■ **TO DO**: Put each of the rows below into a numbered list, and leave out any blank lines.

[BEGIN RECORDED DATA]

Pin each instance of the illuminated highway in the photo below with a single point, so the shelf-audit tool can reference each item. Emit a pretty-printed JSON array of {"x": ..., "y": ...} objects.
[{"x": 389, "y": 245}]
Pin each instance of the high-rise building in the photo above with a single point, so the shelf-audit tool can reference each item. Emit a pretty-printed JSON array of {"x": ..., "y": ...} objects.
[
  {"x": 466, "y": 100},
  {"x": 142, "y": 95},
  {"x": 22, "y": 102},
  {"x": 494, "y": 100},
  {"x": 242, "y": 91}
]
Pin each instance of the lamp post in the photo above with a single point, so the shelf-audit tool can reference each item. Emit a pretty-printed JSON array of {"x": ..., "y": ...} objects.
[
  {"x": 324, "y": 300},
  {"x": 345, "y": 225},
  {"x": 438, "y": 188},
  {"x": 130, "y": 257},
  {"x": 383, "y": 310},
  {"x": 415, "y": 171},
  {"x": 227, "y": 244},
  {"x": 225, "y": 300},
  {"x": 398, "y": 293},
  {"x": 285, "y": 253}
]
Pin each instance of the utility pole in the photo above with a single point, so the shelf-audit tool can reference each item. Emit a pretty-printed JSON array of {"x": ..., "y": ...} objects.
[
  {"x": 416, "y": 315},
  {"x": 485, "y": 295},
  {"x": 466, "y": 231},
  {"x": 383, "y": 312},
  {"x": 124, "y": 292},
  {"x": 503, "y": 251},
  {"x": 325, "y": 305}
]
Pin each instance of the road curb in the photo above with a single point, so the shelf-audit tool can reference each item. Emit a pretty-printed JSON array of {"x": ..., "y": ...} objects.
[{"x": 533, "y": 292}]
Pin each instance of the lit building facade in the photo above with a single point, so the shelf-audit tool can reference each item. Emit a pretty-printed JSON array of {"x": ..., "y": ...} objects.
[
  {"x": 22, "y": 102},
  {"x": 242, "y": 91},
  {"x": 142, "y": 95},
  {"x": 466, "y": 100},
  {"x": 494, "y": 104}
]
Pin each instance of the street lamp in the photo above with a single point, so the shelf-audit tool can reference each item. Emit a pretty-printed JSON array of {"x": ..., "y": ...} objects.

[END RECORDED DATA]

■ **THE ANSWER**:
1. Pin each instance of the illuminated highway in the photo below with a single point, so the shelf-audit tool can reference each item. Emit a pretty-printed JSON array of {"x": ..., "y": ...} objects.
2. [{"x": 389, "y": 245}]
3. Pin each instance of the high-rise building in the photo above with a single point, so the shelf-audit tool can reference each item. Emit a pretty-printed JSON array of {"x": ..., "y": ...} objects.
4. [
5.   {"x": 466, "y": 100},
6.   {"x": 142, "y": 95},
7.   {"x": 22, "y": 102},
8.   {"x": 494, "y": 100},
9.   {"x": 242, "y": 91}
10. ]
11. Pin each instance of the lamp post in the photo above with a single point, so the shelf-audit tool can reference each item. Emit a pretty-printed JSON array of {"x": ..., "y": ...} objects.
12. [
13.   {"x": 324, "y": 300},
14.   {"x": 345, "y": 225},
15.   {"x": 438, "y": 188},
16.   {"x": 130, "y": 257},
17.   {"x": 383, "y": 310},
18.   {"x": 415, "y": 171},
19.   {"x": 227, "y": 244},
20.   {"x": 225, "y": 300},
21.   {"x": 398, "y": 293},
22.   {"x": 285, "y": 253}
23. ]
24. Pin each instance of the utility pole in the photo above with a single point, so the shelf-audit tool can reference each item. Emit a pretty-printed JSON array of {"x": ..., "y": ...} objects.
25. [
26.   {"x": 416, "y": 315},
27.   {"x": 485, "y": 295},
28.   {"x": 466, "y": 231},
29.   {"x": 383, "y": 312},
30.   {"x": 124, "y": 292},
31.   {"x": 503, "y": 251},
32.   {"x": 325, "y": 305}
33. ]
34. Pin each instance of the road curb in the photo above with a single point, so the shelf-audit tool can reference each item. Emit a pretty-printed JSON array of {"x": ..., "y": ...} objects.
35. [{"x": 533, "y": 292}]
36. Pin each instance of the lit building facade in the photo above with a single point, so the shelf-audit tool can reference each item. Emit a pretty-printed JSON array of {"x": ..., "y": ...} objects.
37. [
38.   {"x": 22, "y": 102},
39.   {"x": 242, "y": 91},
40.   {"x": 142, "y": 95},
41.   {"x": 466, "y": 100},
42.   {"x": 494, "y": 104}
43. ]
44. Pin each instance of the street lamp in the photo above with a single point, so the shelf-audit tool can reference each item. Emit a pretty-printed JSON array of {"x": ..., "y": ...} objects.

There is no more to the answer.